| ESTRATTO DEL DOCUMENTO |

== == ==

Per assicurare uniformità interpretativa alle disposizioni della proposta, come accade di frequente negli atti di diritto derivato, l’art. 4 aggiunge un elenco di definizioni, tra cui appare interessante richiamare quelle specificamente collegate all’oggetto dell’atto, come la nozione di «filiazione» quale rapporto intercorrente per legge tra genitore e figlio, quella di «figlio» inteso come qualunque persona, a prescindere dall’età, di cui debba essere accertata, riconosciuta o provata la filiazione, e quella di «accertamento della filiazione» con cui si fa riferimento alla determinazione per legge del rapporto tra figlio e genitore (compreso il caso di contestazione di una filiazione già accertata). Alla luce di queste norme generali, si evince che, ai fini dell’applicazione della proposta di regolamento, i rapporti tra genitori e figli possono essere di filiazione biologica, genetica, adottiva (legittimante e non legittimante) o per effetto di legge, a condizione che sia accertata in uno Stato membro, e indipendentemente (i) dalle modalità in cui il figlio è stato concepito o è nato (ivi incluse, quindi, le ipotesi di fecondazione assistita e di surrogazione di maternità), (ii) dalla situazione personale del genitore (che può essere un genitore – legale o intenzionale – singolo, oppure in una coppia di fatto, registrata o sposata), (iii) dall’età del figlio (minore o adulto, anche deceduto o non ancora nato) e (iv) dalla cittadinanza del/dei genitore/i e del figlio (cfr., su tutti gli aspetti menzionati, i chiarimenti forniti dai considerando 21, 24 e 26). La filiazione così intesa dal futuro regolamento risulta pertanto definita in termini sostanzialmente «neutri» con riguardo tanto al concepimento del figlio quanto al modello di famiglia da cui egli proviene, in forza della scelta politica compiuta dalla Commissione (cfr. relazione alla proposta, p. 3). Ciò si discosta chiaramente da quanto verificatosi in altri strumenti di cooperazione giudiziaria civile in materia familiare – in particolare il regolamento (UE) 2019/1111 e il regolamento (UE) 1259/2010 – che, non disciplinando le nozioni di «matrimonio» e di «coniuge», hanno dato luogo ad incertezze interpretative oscillanti tra l’individuazione di una definizione autonoma e il rinvio ai corrispondenti istituti delineati dagli ordinamenti interni degli Stati membri, con conseguente applicabilità variabile delle fonti di diritto dell’Unione (in argomento si veda, più ampiamente, Pesce).

== == ==

| COMPITI ED ESERCIZI |
(1) Rispondi a queste domande sul brano sulla filiazione.
(a) Quale articolo della proposta aggiunge un elenco di definizioni?
(b) Quali considerando chiariscono gli aspetti della filiazione elencati?
(c) Quali due regolamenti non disciplinano le nozioni di «matrimonio» e di «coniuge»?
(2) In base al brano sulla filiazione, per quale motivo i regolamenti (UE) 2019/1111 e 1259/2010 hanno dato luogo a incertezze interpretative?
Le voci riportate di seguito provengono da un'altra fonte.

(Voci salvate)
== == ==

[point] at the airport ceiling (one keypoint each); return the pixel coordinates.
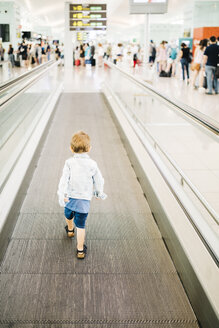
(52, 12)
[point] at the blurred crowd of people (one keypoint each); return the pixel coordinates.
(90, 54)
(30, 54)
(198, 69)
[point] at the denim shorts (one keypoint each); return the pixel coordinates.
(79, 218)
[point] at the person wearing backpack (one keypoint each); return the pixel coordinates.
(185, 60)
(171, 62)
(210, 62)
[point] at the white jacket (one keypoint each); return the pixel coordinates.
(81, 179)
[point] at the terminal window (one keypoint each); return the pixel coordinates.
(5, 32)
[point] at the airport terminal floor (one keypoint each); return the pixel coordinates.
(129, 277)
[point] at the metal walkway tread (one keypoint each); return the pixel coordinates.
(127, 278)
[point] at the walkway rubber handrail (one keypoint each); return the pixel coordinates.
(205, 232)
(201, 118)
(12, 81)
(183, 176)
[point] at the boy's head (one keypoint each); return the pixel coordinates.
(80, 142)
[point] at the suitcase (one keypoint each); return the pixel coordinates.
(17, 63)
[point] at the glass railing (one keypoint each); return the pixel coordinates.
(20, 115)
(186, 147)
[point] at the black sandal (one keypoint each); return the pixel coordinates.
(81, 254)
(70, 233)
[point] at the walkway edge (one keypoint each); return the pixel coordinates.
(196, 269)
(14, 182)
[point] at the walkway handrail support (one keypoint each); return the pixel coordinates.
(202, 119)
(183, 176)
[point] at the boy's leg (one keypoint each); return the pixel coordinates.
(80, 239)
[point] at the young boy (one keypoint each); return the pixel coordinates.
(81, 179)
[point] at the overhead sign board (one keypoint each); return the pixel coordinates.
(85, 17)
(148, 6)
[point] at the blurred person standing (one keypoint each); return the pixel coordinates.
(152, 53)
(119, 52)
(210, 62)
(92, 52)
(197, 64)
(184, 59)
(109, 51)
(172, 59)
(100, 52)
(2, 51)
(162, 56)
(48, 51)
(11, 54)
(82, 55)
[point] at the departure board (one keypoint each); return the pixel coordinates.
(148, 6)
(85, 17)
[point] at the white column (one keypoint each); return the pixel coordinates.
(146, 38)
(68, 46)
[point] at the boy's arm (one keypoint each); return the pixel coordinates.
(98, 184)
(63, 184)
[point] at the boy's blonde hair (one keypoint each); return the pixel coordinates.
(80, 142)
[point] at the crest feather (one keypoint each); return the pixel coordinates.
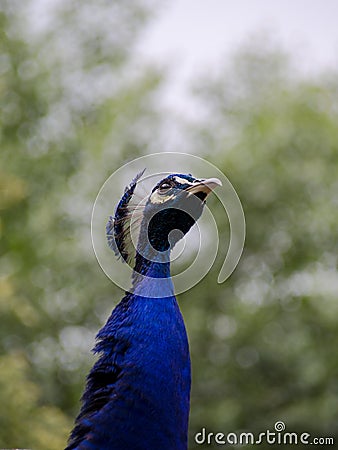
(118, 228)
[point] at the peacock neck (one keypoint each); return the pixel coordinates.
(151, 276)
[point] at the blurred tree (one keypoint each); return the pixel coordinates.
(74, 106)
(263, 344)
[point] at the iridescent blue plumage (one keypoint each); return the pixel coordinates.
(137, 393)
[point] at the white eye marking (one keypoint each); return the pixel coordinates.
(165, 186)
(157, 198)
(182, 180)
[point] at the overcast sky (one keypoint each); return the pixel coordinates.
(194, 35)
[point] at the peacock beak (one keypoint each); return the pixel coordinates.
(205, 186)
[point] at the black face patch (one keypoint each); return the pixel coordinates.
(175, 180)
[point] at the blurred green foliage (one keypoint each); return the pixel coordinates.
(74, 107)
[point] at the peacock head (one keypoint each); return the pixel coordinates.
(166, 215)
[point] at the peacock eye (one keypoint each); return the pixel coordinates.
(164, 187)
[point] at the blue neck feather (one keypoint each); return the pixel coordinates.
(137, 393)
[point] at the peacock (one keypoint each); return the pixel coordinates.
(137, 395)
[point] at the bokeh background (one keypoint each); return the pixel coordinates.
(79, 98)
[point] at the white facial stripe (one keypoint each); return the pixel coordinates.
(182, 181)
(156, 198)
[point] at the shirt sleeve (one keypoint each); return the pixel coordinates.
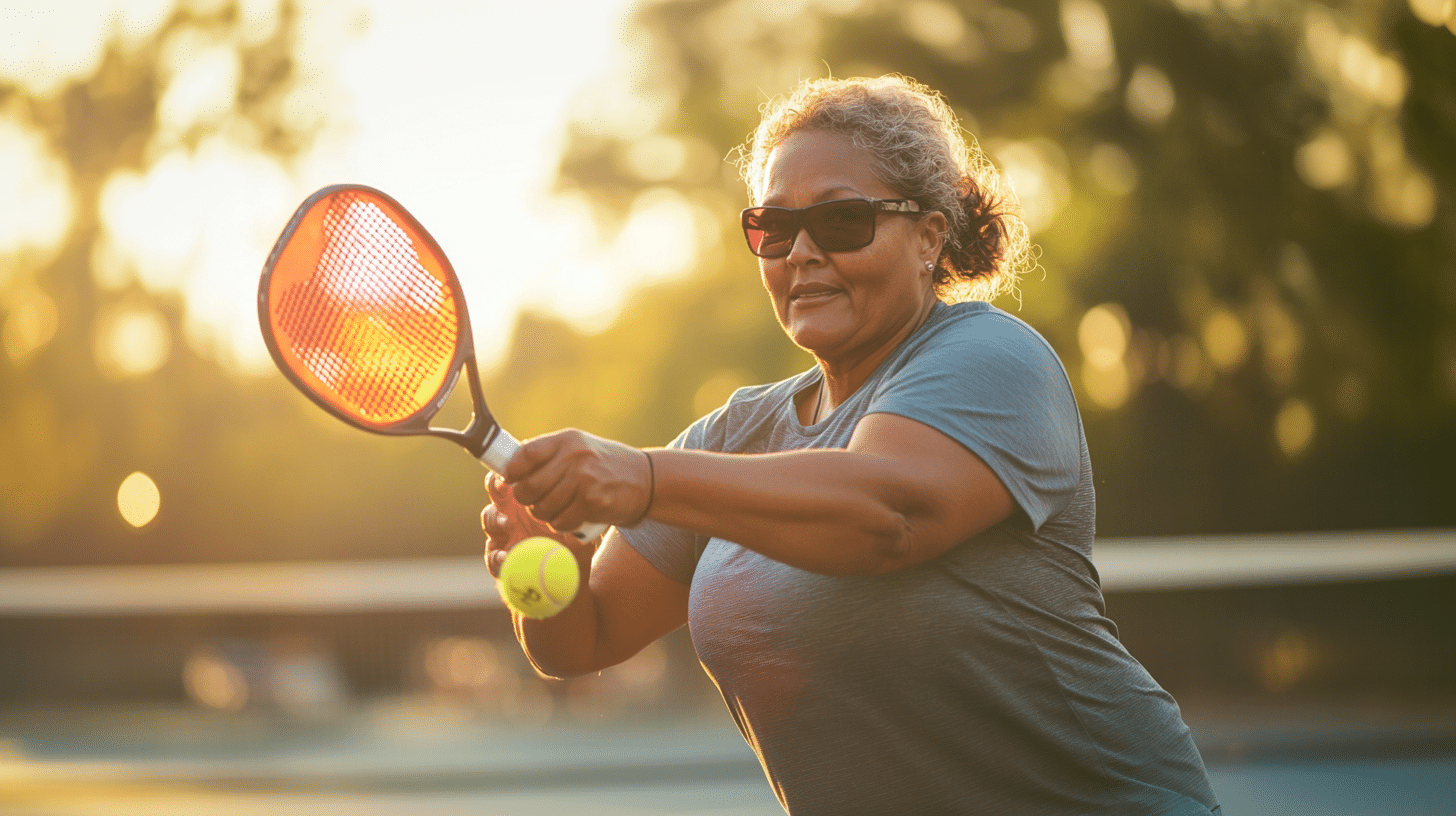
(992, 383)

== == ==

| SOLUZIONI DEGLI ESERCIZI |
(1)
(a) L'art. 4.
(b) I considerando 21, 24 e 26.
(c) Il regolamento (UE) 2019/1111 e il regolamento (UE) 1259/2010.

(2) Le incertezze sono nate perché questi regolamenti non disciplinano le nozioni di «matrimonio» e di «coniuge». Ne è derivata un'oscillazione tra l'individuazione di una definizione autonoma e il rinvio agli istituti degli ordinamenti interni degli Stati membri. La conseguenza è un'applicabilità variabile delle fonti di diritto dell'Unione.